INSTRUCTION: Rename "point_to" to "mark_points" everywhere it occurs in the listing below, and reproduce the listing with everything else unchanged.

PROVIDED RECORDS:
__________

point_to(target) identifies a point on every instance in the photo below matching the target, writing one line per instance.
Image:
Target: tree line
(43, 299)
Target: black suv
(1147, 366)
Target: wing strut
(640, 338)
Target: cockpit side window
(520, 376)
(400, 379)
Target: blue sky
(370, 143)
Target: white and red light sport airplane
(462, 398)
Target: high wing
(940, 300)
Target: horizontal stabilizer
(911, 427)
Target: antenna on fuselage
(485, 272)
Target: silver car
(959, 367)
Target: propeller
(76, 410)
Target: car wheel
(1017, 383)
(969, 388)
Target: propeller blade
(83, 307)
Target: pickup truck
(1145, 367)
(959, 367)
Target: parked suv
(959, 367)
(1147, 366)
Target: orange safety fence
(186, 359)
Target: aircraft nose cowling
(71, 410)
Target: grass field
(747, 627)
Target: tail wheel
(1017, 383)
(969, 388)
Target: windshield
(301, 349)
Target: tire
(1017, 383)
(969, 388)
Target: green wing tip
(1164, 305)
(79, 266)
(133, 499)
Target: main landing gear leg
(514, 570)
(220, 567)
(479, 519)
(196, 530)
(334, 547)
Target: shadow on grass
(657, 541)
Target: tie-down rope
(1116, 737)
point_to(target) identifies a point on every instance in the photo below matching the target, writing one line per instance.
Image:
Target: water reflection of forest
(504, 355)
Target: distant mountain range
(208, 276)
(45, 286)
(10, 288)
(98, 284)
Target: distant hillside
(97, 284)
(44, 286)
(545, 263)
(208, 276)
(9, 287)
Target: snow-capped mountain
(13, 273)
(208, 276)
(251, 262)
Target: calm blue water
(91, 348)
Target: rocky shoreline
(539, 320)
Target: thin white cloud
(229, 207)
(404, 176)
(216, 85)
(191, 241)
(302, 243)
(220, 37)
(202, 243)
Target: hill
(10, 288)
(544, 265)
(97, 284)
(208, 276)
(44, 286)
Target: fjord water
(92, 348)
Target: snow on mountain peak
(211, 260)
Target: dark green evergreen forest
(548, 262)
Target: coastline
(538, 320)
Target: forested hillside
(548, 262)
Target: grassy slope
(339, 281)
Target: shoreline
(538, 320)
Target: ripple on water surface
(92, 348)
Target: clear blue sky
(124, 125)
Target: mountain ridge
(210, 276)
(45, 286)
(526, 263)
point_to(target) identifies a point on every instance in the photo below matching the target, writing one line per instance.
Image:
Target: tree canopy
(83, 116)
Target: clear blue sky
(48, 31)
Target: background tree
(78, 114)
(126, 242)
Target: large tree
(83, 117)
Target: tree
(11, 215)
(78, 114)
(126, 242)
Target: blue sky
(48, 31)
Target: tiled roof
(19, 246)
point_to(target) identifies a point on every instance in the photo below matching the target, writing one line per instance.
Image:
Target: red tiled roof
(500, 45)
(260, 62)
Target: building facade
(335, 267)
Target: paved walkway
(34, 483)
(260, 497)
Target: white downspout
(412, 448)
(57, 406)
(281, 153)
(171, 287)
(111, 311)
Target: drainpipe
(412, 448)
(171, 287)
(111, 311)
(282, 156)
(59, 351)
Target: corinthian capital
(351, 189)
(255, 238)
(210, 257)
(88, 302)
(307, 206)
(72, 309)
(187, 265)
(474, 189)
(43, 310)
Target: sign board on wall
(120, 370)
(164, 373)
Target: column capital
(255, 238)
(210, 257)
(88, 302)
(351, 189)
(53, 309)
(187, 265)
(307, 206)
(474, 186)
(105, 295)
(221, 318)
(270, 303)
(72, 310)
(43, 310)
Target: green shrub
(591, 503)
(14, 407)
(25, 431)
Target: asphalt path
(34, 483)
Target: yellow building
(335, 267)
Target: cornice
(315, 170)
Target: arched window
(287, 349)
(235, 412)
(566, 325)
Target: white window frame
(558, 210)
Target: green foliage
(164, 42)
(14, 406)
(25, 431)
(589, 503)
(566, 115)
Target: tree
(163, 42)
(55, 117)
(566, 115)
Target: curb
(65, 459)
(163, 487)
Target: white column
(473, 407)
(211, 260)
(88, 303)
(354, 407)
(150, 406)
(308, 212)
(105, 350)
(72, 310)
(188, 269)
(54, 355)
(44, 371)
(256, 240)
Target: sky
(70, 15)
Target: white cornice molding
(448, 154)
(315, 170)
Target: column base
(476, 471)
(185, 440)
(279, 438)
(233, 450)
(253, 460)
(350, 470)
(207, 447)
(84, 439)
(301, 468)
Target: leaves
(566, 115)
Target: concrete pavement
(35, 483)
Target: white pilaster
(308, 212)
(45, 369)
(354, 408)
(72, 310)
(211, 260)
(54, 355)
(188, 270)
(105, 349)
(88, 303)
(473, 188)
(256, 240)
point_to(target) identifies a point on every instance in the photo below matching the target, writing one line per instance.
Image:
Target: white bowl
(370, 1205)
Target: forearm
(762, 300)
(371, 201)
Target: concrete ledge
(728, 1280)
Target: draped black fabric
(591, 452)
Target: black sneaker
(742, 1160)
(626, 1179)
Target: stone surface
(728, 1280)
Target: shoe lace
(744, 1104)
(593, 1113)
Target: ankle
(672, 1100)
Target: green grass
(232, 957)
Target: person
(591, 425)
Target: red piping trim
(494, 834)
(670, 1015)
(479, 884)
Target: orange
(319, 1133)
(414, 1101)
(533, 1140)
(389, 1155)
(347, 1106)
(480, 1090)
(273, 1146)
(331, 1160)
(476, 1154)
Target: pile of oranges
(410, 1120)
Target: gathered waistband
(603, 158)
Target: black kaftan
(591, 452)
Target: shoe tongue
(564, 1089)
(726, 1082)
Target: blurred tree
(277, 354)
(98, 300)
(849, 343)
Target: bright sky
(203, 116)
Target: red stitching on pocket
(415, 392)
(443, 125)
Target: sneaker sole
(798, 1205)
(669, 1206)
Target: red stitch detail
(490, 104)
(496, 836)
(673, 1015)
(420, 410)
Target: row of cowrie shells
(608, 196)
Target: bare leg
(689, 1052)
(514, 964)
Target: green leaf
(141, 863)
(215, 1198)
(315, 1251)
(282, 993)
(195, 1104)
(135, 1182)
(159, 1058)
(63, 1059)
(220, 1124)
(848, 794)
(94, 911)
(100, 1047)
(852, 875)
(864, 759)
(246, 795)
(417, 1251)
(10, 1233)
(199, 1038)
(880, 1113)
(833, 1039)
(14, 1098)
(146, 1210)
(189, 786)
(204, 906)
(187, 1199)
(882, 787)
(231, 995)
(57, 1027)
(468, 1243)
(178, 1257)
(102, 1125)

__________

SOLUTION TO THIS EXERCISE:
mark_points(target) identifies a point on every instance in the photo below matching the target, writing one line per instance.
Image:
Target: tree line
(43, 299)
Target: black suv
(1147, 366)
Target: wing strut
(640, 338)
Target: cockpit side window
(520, 376)
(400, 379)
Target: blue sky
(370, 143)
Target: white and red light sport airplane
(462, 398)
Target: high wing
(940, 300)
Target: horizontal stabilizer
(911, 427)
Target: antenna on fuselage
(485, 272)
Target: silver car
(959, 367)
Target: propeller
(76, 410)
Target: car wheel
(1017, 383)
(969, 388)
Target: propeller blade
(83, 307)
Target: pickup truck
(1145, 367)
(959, 367)
Target: parked suv
(959, 367)
(1147, 366)
Target: orange safety fence
(186, 359)
Target: aircraft nose cowling
(71, 410)
Target: grass field
(747, 627)
Target: tail wheel
(1017, 383)
(969, 388)
Target: windshield
(301, 349)
Target: tire
(1017, 383)
(969, 388)
Target: green wing tip
(1164, 305)
(79, 266)
(133, 499)
Target: main landing gear leg
(514, 570)
(220, 567)
(479, 519)
(196, 530)
(334, 547)
Target: shadow on grass
(657, 541)
Target: tie-down rope
(1116, 737)
mark_points(target) identifies a point on every instance in the photo below matching the target, writing one line per instance.
Image:
Target: water reflection of forest
(504, 355)
Target: distant mountain range
(208, 276)
(45, 286)
(10, 288)
(98, 284)
Target: distant hillside
(97, 284)
(44, 286)
(545, 263)
(208, 276)
(9, 287)
Target: snow-capped mountain
(13, 273)
(208, 276)
(251, 262)
Target: calm blue water
(91, 348)
Target: rocky shoreline
(539, 320)
Target: thin white cloud
(229, 207)
(404, 176)
(216, 85)
(191, 241)
(302, 243)
(220, 37)
(202, 243)
Target: hill
(10, 288)
(544, 265)
(97, 284)
(208, 276)
(44, 286)
Target: fjord water
(92, 348)
Target: snow on mountain peak
(211, 260)
Target: dark green evergreen forest
(548, 262)
Target: coastline
(538, 320)
Target: forested hillside
(548, 262)
Target: grassy slope
(339, 281)
Target: shoreline
(538, 320)
Target: ripple on water surface
(92, 348)
Target: clear blue sky
(124, 125)
Target: mountain ridge
(210, 276)
(45, 286)
(526, 263)
mark_points(target) identifies a point on every instance in the photo below matching the target, writing one line per instance.
Image:
Target: tree canopy
(83, 116)
Target: clear blue sky
(48, 31)
Target: background tree
(78, 114)
(126, 242)
Target: large tree
(83, 117)
Target: tree
(11, 215)
(78, 114)
(126, 242)
Target: blue sky
(48, 31)
Target: tiled roof
(19, 246)
mark_points(target) identifies a point on every instance in the photo below matching the target, writing one line per instance.
Image:
Target: red tiled roof
(500, 45)
(260, 62)
Target: building facade
(335, 267)
Target: paved walkway
(34, 483)
(260, 497)
Target: white downspout
(412, 448)
(57, 406)
(281, 153)
(171, 287)
(111, 311)
Target: drainpipe
(412, 448)
(171, 287)
(111, 311)
(282, 156)
(59, 351)
Target: corinthian capital
(351, 189)
(255, 238)
(210, 257)
(88, 302)
(307, 206)
(72, 309)
(187, 265)
(474, 189)
(43, 310)
Target: sign board on wall
(120, 370)
(164, 373)
Target: column capital
(255, 238)
(210, 257)
(88, 302)
(351, 189)
(53, 309)
(187, 265)
(307, 206)
(474, 186)
(105, 295)
(221, 318)
(270, 303)
(72, 310)
(43, 310)
Target: green shrub
(591, 503)
(14, 407)
(25, 431)
Target: asphalt path
(34, 483)
Target: yellow building
(335, 267)
Target: cornice
(315, 170)
Target: arched window
(287, 349)
(235, 412)
(566, 325)
Target: white window frame
(558, 210)
Target: green foliage
(164, 42)
(14, 406)
(25, 431)
(589, 503)
(566, 115)
Target: tree
(163, 42)
(55, 117)
(566, 115)
Target: curb
(65, 459)
(163, 487)
Target: white column
(473, 407)
(211, 260)
(88, 303)
(354, 407)
(150, 406)
(308, 212)
(105, 350)
(72, 310)
(188, 269)
(54, 355)
(44, 371)
(256, 240)
Target: sky
(70, 15)
Target: white cornice molding
(448, 154)
(315, 170)
Target: column base
(476, 471)
(185, 440)
(279, 438)
(233, 450)
(253, 460)
(350, 470)
(207, 447)
(84, 439)
(301, 468)
Target: leaves
(566, 115)
Target: concrete pavement
(35, 483)
Target: white pilaster
(308, 212)
(45, 369)
(354, 408)
(72, 310)
(211, 260)
(54, 355)
(188, 270)
(105, 349)
(88, 303)
(473, 188)
(256, 240)
mark_points(target) identifies a point on every instance in the photo below matching the target, writing one line per instance.
Image:
Target: white bowl
(370, 1205)
Target: forearm
(762, 300)
(371, 201)
Target: concrete ledge
(728, 1280)
Target: draped black fabric
(591, 452)
Target: black sneaker
(742, 1160)
(626, 1179)
Target: stone surface
(728, 1280)
Target: shoe lace
(744, 1104)
(593, 1113)
Target: ankle
(672, 1100)
Target: green grass
(232, 957)
Target: person
(591, 425)
Target: red piping trim
(494, 834)
(670, 1015)
(479, 884)
Target: orange
(319, 1133)
(414, 1101)
(533, 1140)
(389, 1155)
(347, 1106)
(480, 1090)
(273, 1146)
(331, 1160)
(476, 1154)
Target: pile of oranges
(410, 1120)
Target: gathered waistband
(603, 158)
Target: black kaftan
(591, 452)
Target: shoe tongue
(564, 1089)
(726, 1082)
Target: blurred tree
(277, 354)
(98, 300)
(849, 343)
Target: bright sky
(203, 116)
Target: red stitching on pocket
(415, 392)
(443, 125)
Target: sneaker sole
(798, 1205)
(669, 1206)
Target: red stitch detail
(490, 104)
(496, 836)
(673, 1015)
(420, 410)
Target: row of cowrie shells
(608, 196)
Target: bare leg
(689, 1052)
(514, 964)
Target: green leaf
(141, 863)
(215, 1198)
(315, 1251)
(282, 993)
(195, 1104)
(135, 1182)
(159, 1058)
(63, 1059)
(220, 1124)
(848, 794)
(94, 911)
(100, 1047)
(852, 875)
(864, 759)
(246, 795)
(417, 1251)
(10, 1233)
(199, 1038)
(880, 1113)
(833, 1039)
(14, 1098)
(146, 1210)
(189, 786)
(204, 906)
(187, 1199)
(882, 787)
(231, 995)
(57, 1027)
(468, 1243)
(178, 1257)
(102, 1125)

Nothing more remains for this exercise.